== Problem statement ==
Every line containing the string "vertices" should be returned from the records.

Dataset entries
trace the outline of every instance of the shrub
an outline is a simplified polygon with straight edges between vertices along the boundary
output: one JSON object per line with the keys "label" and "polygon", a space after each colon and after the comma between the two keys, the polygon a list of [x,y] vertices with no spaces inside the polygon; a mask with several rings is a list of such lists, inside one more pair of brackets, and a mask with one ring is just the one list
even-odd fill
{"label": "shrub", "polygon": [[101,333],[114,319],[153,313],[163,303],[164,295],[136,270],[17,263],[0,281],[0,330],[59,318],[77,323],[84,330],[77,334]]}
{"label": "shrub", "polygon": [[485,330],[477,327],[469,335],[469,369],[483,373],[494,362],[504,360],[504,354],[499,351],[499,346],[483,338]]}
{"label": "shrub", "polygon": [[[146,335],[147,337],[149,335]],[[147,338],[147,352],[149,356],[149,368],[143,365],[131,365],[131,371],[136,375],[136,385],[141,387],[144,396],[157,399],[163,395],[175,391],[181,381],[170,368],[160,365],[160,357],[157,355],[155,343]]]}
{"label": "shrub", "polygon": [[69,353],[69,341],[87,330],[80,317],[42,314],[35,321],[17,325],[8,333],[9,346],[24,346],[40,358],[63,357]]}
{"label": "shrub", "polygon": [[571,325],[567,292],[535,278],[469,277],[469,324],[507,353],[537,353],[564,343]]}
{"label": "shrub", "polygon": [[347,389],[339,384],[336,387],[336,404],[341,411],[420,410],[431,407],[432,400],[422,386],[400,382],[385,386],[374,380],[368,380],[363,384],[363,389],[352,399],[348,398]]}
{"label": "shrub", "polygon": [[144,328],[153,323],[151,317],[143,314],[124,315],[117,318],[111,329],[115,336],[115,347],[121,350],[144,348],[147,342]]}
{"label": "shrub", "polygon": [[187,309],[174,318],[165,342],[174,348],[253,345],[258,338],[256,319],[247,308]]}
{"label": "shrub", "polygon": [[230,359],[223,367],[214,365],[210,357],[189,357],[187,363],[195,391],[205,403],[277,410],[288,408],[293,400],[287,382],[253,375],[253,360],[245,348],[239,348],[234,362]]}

== Solution to this problem ==
an outline is a simplified polygon with straight edges between vertices along the boundary
output: one JSON object per line with the keys "label" and "polygon", a space after each colon and after the comma between the two keys, the polygon a list of [x,y] vertices with no spaces inside the polygon; a mask with several rings is a list of such lists, inside one more pair of brackets, and a mask with one ring is just the one list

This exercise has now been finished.